*WHAT IS REQUIRED*.
All entries should be output exactly as they stand.

*ITEMS*.
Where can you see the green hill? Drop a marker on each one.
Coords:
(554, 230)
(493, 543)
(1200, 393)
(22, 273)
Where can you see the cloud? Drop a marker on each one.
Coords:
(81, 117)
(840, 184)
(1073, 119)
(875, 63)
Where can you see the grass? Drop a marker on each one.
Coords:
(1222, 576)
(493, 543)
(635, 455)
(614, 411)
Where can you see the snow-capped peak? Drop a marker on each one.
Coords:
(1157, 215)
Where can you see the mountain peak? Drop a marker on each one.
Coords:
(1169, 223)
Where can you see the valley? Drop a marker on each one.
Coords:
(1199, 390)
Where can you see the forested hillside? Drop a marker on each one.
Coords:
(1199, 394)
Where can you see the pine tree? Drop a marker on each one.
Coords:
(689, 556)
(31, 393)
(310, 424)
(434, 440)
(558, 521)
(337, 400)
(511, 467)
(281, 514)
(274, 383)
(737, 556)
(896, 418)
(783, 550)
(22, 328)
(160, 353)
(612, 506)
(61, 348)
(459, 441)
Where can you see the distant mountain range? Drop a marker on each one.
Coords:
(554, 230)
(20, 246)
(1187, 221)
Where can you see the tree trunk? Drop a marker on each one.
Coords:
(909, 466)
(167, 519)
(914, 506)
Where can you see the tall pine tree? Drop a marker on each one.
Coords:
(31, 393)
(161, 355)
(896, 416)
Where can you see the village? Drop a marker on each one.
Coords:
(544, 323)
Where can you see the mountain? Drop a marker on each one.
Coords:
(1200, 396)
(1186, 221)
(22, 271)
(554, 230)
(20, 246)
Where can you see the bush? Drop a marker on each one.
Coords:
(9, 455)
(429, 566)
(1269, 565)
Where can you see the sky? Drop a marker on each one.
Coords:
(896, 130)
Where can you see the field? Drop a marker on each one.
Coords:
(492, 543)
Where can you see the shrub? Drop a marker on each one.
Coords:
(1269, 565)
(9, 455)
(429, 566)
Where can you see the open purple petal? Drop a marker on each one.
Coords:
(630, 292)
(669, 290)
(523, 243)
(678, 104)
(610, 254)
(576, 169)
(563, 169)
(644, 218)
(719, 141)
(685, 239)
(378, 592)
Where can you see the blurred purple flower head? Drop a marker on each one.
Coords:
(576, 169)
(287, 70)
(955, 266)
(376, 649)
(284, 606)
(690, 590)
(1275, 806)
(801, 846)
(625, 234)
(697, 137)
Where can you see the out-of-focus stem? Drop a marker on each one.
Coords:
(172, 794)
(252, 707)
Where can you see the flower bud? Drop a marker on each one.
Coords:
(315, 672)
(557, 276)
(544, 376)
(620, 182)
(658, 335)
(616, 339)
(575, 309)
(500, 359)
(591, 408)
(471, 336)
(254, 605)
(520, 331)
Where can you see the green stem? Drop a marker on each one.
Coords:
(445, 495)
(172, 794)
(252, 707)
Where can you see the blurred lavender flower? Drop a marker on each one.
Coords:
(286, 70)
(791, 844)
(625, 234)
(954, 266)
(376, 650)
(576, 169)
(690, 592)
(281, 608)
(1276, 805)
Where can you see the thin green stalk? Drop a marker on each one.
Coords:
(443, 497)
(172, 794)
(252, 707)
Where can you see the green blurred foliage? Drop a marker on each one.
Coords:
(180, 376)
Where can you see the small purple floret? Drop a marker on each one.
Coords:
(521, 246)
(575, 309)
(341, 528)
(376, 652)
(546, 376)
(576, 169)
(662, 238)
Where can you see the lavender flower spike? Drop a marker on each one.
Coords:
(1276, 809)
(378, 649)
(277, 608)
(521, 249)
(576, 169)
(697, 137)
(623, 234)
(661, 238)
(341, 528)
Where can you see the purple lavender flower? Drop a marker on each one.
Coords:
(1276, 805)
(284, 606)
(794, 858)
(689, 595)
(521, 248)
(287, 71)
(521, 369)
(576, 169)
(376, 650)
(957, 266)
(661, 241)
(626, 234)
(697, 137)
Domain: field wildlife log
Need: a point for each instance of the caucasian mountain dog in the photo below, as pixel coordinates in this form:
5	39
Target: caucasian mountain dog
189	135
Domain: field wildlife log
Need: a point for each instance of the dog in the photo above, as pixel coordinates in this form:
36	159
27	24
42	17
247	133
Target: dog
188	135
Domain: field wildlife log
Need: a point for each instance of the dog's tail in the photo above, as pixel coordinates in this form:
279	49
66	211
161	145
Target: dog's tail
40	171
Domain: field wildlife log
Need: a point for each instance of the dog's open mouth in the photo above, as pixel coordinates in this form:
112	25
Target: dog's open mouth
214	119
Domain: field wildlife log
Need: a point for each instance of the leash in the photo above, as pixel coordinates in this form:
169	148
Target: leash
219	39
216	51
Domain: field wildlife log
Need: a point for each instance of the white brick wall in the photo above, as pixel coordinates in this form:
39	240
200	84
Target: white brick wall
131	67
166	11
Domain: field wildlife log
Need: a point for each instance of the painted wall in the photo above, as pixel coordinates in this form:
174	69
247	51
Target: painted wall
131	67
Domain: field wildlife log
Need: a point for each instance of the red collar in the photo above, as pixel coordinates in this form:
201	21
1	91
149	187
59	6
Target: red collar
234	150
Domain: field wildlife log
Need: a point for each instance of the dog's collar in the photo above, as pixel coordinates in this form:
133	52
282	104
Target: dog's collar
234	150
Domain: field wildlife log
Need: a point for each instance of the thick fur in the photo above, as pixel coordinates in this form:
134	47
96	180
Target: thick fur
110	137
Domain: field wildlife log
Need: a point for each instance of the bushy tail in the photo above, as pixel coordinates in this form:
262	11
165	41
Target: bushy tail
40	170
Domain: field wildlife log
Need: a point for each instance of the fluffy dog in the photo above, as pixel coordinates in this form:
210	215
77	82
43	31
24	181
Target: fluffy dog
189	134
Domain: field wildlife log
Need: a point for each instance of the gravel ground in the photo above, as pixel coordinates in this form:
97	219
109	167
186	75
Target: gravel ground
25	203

*EXERCISE SOLUTION*.
Where can you see the green hill? Drop a marker on each one.
Coords:
(554, 230)
(493, 543)
(1200, 393)
(22, 273)
Where can you see the cloud? Drop a marker on each one.
Coords:
(81, 117)
(840, 184)
(1073, 119)
(875, 63)
Where can you see the grass? Drop a marker on each one.
Coords:
(1222, 576)
(493, 543)
(635, 455)
(614, 411)
Where can you see the snow-capped peak? Drop a marker on each one.
Coords:
(1157, 215)
Where can you see the mountain peak? Drop a marker on each one.
Coords:
(1169, 223)
Where can you see the valley? Drop a marker on each one.
Coords:
(1199, 390)
Where can you see the forested hillside? Drop a marker on each one.
Coords:
(1199, 394)
Where can you see the pine tree? Drop a marker on each one.
Coords:
(689, 556)
(31, 393)
(310, 424)
(434, 440)
(558, 521)
(337, 400)
(511, 467)
(281, 514)
(274, 383)
(737, 556)
(896, 418)
(783, 550)
(22, 328)
(160, 353)
(612, 506)
(61, 348)
(459, 441)
Where can you see the distant mountain range? Drop a marker on each one.
Coords:
(554, 230)
(20, 246)
(1187, 221)
Where can you see the tree trunk? Drop a marker on each one.
Coords:
(909, 466)
(167, 519)
(914, 506)
Where can you see the tall pine tree? Drop a marker on each one.
Coords:
(31, 393)
(161, 355)
(896, 416)
Where can you see the village? Drop a marker on each one.
Coords:
(544, 323)
Where can you see the mountain? Drop a marker on each one.
Coords:
(1200, 396)
(1186, 221)
(22, 271)
(554, 230)
(20, 246)
Where can you see the bush? Drop a marker on each one.
Coords:
(9, 455)
(429, 566)
(1269, 565)
Where can you see the sky? Drop a marker on each one.
Coords:
(896, 130)
Where can you see the field? Drop a marker on each one.
Coords:
(492, 543)
Where can you see the shrub? Drop a marker on each one.
Coords:
(1269, 565)
(9, 455)
(429, 566)
Where can you see the open purple petal? Drop a marker on each one.
Coords:
(630, 292)
(669, 290)
(523, 243)
(678, 104)
(610, 254)
(576, 169)
(563, 169)
(644, 218)
(719, 141)
(685, 239)
(378, 592)
Where can you see the blurred purple flower head? Drop a marker on each one.
Coords:
(576, 169)
(287, 70)
(955, 266)
(376, 649)
(284, 606)
(690, 590)
(1275, 806)
(801, 846)
(625, 234)
(697, 137)
Where can you see the out-of-focus stem? Drop a marker on each one.
Coords:
(172, 794)
(252, 707)
Where can you see the flower bud? Drop a marker on each one.
Coords:
(315, 672)
(557, 276)
(544, 376)
(620, 182)
(658, 335)
(616, 339)
(575, 309)
(500, 359)
(591, 408)
(471, 336)
(254, 605)
(520, 331)
Where can you see the green stem? Drop a marker on each one.
Coords:
(445, 495)
(172, 794)
(252, 707)
Where can you see the blurred lavender flower? Drop a marker on each one.
Coords:
(286, 70)
(791, 844)
(625, 234)
(954, 266)
(376, 650)
(576, 169)
(690, 592)
(281, 608)
(1276, 805)
Where can you see the thin green stalk? Drop a marker on each one.
Coords:
(443, 497)
(172, 794)
(252, 707)
Where can you see the green blurred foliage? Drop a marker on each one.
Coords:
(180, 376)
Where can you see the small purple floret? Drop a marker on each one.
Coords:
(521, 246)
(575, 309)
(341, 528)
(376, 652)
(546, 376)
(576, 169)
(662, 238)
Where can you see the lavender flower spike? Drop a marker on each one.
Coords:
(1276, 809)
(378, 649)
(277, 608)
(521, 249)
(576, 169)
(697, 137)
(623, 234)
(661, 238)
(341, 528)
Where can you see the purple lavender flower? Drop a marker on each one.
Coords:
(1276, 805)
(284, 606)
(794, 858)
(689, 595)
(521, 248)
(287, 71)
(521, 369)
(576, 169)
(376, 650)
(957, 266)
(661, 241)
(626, 234)
(697, 137)
Domain: field wildlife log
Need: a point for each instance of the caucasian mountain dog in the photo below, as pixel coordinates in this form:
5	39
Target: caucasian mountain dog
189	135
Domain: field wildlife log
Need: a point for each instance of the dog in the photo above, as pixel coordinates in this form:
36	159
27	24
42	17
247	133
Target: dog
188	135
Domain: field wildlife log
Need: a point for each instance of the dog's tail in the photo above, as pixel coordinates in this form:
279	49
66	211
161	145
Target: dog's tail
40	171
Domain: field wildlife log
Need: a point for each instance of the dog's open mouth in the photo above, as pixel coordinates in this form:
112	25
Target: dog's open mouth
214	119
Domain: field wildlife log
Need: a point for each instance of the leash in the photo above, as pixel coordinates in this form:
169	148
Target: leash
219	39
216	51
Domain: field wildlife log
Need: a point for each instance of the white brick wall in the photo above, as pixel coordinates in this form:
39	240
200	84
Target: white brick wall
131	67
166	11
Domain: field wildlife log
Need: a point for each instance of the painted wall in the photo above, as pixel coordinates in this form:
174	69
247	51
Target: painted wall
131	67
Domain: field wildlife log
Need: a point for each instance of the red collar in the photo above, as pixel coordinates in this form:
201	21
1	91
149	187
59	6
Target: red collar
234	150
Domain: field wildlife log
Need: a point for each instance of the dog's collar in the photo above, as pixel coordinates in this form:
133	52
282	104
Target: dog's collar
234	150
Domain: field wildlife log
Need: a point for each instance of the thick fur in the photo above, as pixel coordinates in this form:
134	47
96	180
Target: thick fur
110	137
Domain: field wildlife log
Need: a point for each instance of the bushy tail in the photo above, as pixel coordinates in this form:
262	11
165	41
Target: bushy tail
40	170
Domain: field wildlife log
Need: a point for each instance of the fluffy dog in the photo above, as pixel coordinates in this form:
210	215
77	82
43	31
24	181
Target: fluffy dog
189	134
Domain: field wildlife log
Need: a point for each instance of the gravel ground in the photo above, as pixel coordinates in this form:
97	219
109	167
186	75
Target: gravel ground
25	203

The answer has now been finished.